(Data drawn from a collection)

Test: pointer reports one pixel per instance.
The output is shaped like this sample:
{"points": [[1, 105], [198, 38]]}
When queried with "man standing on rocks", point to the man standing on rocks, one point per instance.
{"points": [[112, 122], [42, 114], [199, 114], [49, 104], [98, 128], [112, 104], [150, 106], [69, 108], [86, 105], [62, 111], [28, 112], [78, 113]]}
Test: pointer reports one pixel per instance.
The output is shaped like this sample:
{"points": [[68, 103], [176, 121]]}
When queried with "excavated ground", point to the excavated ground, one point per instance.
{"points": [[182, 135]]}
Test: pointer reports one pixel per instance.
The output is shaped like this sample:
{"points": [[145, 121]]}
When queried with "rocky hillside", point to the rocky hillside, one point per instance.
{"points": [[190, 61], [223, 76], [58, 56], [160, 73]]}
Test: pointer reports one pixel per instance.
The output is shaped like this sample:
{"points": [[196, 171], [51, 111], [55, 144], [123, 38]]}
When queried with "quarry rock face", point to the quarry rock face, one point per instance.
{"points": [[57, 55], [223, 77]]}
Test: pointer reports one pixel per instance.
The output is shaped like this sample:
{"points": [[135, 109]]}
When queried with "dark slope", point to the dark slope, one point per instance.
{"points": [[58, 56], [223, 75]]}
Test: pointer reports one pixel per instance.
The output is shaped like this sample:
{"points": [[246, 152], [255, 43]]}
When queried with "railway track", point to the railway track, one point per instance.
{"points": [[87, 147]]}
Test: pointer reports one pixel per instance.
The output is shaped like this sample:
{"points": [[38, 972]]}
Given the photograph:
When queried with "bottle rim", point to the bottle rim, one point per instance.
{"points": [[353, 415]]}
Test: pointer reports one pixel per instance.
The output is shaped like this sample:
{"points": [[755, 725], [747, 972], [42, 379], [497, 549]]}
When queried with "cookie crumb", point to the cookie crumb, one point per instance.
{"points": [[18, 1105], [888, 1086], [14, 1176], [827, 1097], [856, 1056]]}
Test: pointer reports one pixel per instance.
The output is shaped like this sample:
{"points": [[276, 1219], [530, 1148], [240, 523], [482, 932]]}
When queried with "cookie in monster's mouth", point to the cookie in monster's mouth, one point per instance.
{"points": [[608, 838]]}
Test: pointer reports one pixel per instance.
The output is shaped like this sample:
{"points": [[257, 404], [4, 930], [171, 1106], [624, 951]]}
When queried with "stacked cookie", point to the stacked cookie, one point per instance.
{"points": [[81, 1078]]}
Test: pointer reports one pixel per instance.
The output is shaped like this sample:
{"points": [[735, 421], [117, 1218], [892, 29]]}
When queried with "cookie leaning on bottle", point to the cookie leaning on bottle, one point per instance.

## Problem
Rewrite the data above as a JSON list of strings, with one string per line and blank lines left out.

## Solved exercise
[
  "Test: pointer reports one pixel per instance.",
  "The output is shaped like this sample:",
  "{\"points\": [[1, 105], [198, 38]]}",
  "When queried with \"man standing on rocks\", point to the man standing on rocks, one point per instance.",
  "{\"points\": [[112, 122], [42, 114], [199, 114], [49, 104], [98, 128], [112, 104], [150, 106], [69, 108], [86, 105], [62, 111], [28, 112], [78, 113]]}",
  "Test: pointer reports one pixel per instance.",
  "The output is shaped like this sample:",
  "{\"points\": [[68, 103], [176, 121]]}",
  "When queried with \"excavated ground\", point to the excavated ground, one point per instance.",
  "{\"points\": [[182, 135]]}",
  "Test: pointer reports one pixel per instance.",
  "The output is shaped like this sample:",
  "{\"points\": [[145, 121]]}",
  "When queried with \"rocky hillside\", point to the rocky hillside, one point per instance.",
  "{\"points\": [[190, 61], [223, 76], [58, 56], [160, 73]]}",
  "Test: pointer reports one pixel per instance.",
  "The output is shaped like this sample:",
  "{\"points\": [[196, 171], [51, 111], [55, 144], [123, 38]]}",
  "When queried with \"quarry rock face\", point to the quarry rock face, one point per instance.",
  "{\"points\": [[57, 55], [223, 77]]}",
  "Test: pointer reports one pixel per instance.",
  "The output is shaped like this sample:",
  "{\"points\": [[135, 109]]}",
  "When queried with \"dark slope\", point to the dark slope, one point per instance.",
  "{\"points\": [[58, 56], [223, 75]]}",
  "Test: pointer reports one pixel per instance.",
  "The output is shaped like this sample:",
  "{\"points\": [[246, 152], [255, 43]]}",
  "When queried with \"railway track\", point to the railway track, one point per instance.",
  "{\"points\": [[87, 147]]}",
  "Test: pointer reports one pixel per instance.",
  "The output is shaped like this sample:",
  "{\"points\": [[38, 972]]}",
  "Given the photograph:",
  "When queried with \"bottle rim\", point to the bottle rim, one point per instance.",
  "{\"points\": [[353, 415]]}",
  "Test: pointer reports one pixel per instance.",
  "The output is shaped like this sample:",
  "{\"points\": [[755, 725], [747, 972], [42, 379], [497, 549]]}",
  "When queried with \"cookie crumb\", point to the cookie crumb, one point per instance.",
  "{\"points\": [[18, 1105], [888, 1086], [14, 1176], [827, 1097], [856, 1056]]}",
  "Test: pointer reports one pixel per instance.",
  "The output is shaped like this sample:",
  "{\"points\": [[276, 1219], [530, 1148], [240, 523], [482, 932]]}",
  "When queried with \"cookie in monster's mouth\", point to the cookie in monster's mouth, one point per instance.",
  "{\"points\": [[608, 838]]}",
  "Test: pointer reports one pixel per instance.",
  "The output is shaped like this sample:",
  "{\"points\": [[257, 404], [4, 930], [171, 1106], [624, 951]]}",
  "When queried with \"stacked cookie\", point to the stacked cookie, one point per instance.",
  "{\"points\": [[81, 1078]]}",
  "Test: pointer reports one pixel per instance.",
  "The output is shaped like this sample:",
  "{\"points\": [[735, 421], [117, 1218], [892, 29]]}",
  "When queried with \"cookie leaning on bottle\", point to the cookie leaning on bottle, one point per instance."
]